== Metinden Bölüm ==
┌────────
23 Nisan’ı çocuklara Atatürk mü armağan etti?
Her yıl 'çocuk bayramı' olarak kutlanan 23 Nisan'ı Mustafa Kemal Atatürk mü 'armağan' etti? Tarihçi-Yazar Ayşe Hür, detaylarıyla değerlendirdi.
Fotoğraf: Wikimedia Commons
Ayşe HÜR
Günümüzde 23 Nisan “Ulusal Egemenlik ve Çocuk Bayramı” olarak kutlanır ve pek çok kişi bugünü çocuklara Mustafa Kemal Atatürk’ün armağan ettiğine inanır. Peki gerçek böyle midir? Gelin birlikte karar verelim.
TBMM’nin açıldığı gün olan 23 Nisan’ın adı olmayan bir “milli bayram” olarak kabul edilmesi Meclisin açılışının birinci yıl dönümü olan 23 Nisan 1921’de olmuştu. Bu konuya dair tek maddelik kanun aynen şöyleydi: “Türkiye Büyük Millet Meclisi’nin ilk yevm-küşadı (açılış günü) olan 23 Nisan günü Milli Bayramdır.” Dikkat edileceği gibi kanunda “çocuk bayramı” ibaresi yoktu.
└────────
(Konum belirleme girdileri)
┌────────
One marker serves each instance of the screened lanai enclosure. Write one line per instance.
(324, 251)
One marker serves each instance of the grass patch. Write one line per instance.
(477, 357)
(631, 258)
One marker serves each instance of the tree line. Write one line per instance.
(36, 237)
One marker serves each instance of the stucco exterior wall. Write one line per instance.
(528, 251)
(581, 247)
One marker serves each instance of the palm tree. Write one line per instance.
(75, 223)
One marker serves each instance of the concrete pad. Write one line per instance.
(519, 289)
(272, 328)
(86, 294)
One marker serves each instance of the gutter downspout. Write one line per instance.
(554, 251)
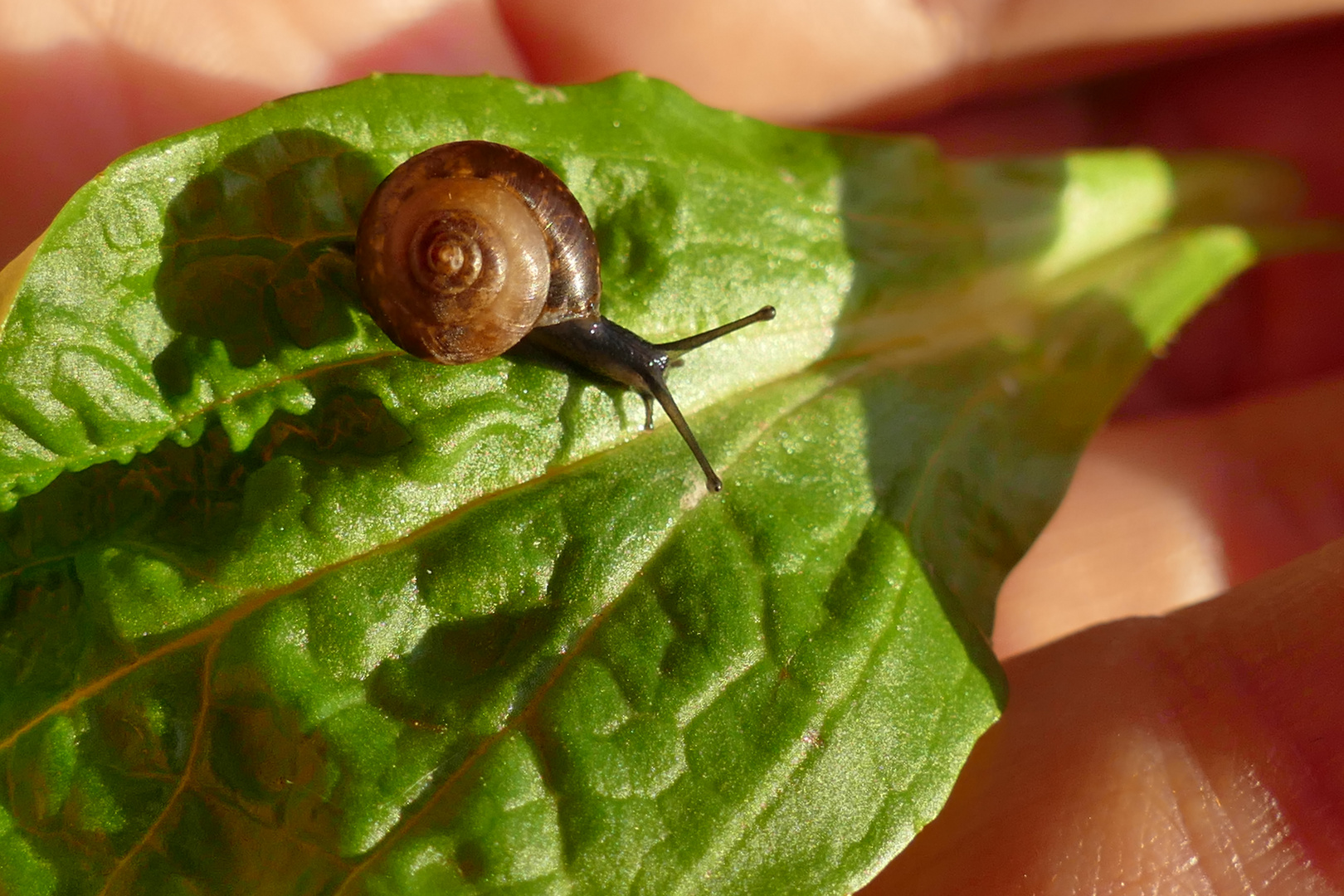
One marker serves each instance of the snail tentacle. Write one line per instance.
(470, 247)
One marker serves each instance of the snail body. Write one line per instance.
(470, 247)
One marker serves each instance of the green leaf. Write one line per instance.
(342, 621)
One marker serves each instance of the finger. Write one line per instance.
(852, 60)
(81, 84)
(1195, 754)
(1163, 514)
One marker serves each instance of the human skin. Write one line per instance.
(1187, 752)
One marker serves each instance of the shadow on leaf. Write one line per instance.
(247, 251)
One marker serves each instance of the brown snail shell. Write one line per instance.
(470, 247)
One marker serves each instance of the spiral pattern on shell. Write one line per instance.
(468, 246)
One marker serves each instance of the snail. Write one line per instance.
(470, 247)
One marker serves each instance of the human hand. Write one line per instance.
(1192, 752)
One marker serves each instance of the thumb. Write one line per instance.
(1194, 752)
└────────
== Yazılı Çalışmalar ==
A) 23 Nisan'ın kökenini ele alan metne göre 23 Nisan hangi tarihte "milli bayram" olarak kabul edilmiştir?
B) 23 Nisan bayramının kökenini ele alan metni son cümlesinden itibaren sürdürün.
Listedeki kayıtlar başka bir kaynaktan alınmıştır.

== Görevlere Göre Cevaplar ==
A) 23 Nisan 1921'de, Meclisin açılışının birinci yıl dönümünde.

B)
HİMAYE-İ ETFAL’İN KUTLAMALARI
Kanundan kısa süre sonra, 30 Haziran 1921’de konumuzla çok ilgili olan bir dernek, Himaye-i Etfal Cemiyeti (bugünün Çocuk Esirgeme Kurumu) kuruldu. Aslında 1917’de İstanbul’da İttihatçı İsmail Canbulat tarafından kurulmuş aynı adlı bir cemiyet vardı ve kurulduğundan beri aralıksız çocuklarla ilgili etkinlikler düzenliyordu ama Cumhuriyet döneminde cemiyetin İttihatçılıkla ve Masonlukla bağdaştırılması rahatsızlık yarattığından olsa gerek, Ankara merkezli yeni bir cemiyetle bu tarihçenin temize çekilmesi gerekli görülmüştü. İlginçtir bu tarihten itibaren iki cemiyet de faaliyetine devam etti.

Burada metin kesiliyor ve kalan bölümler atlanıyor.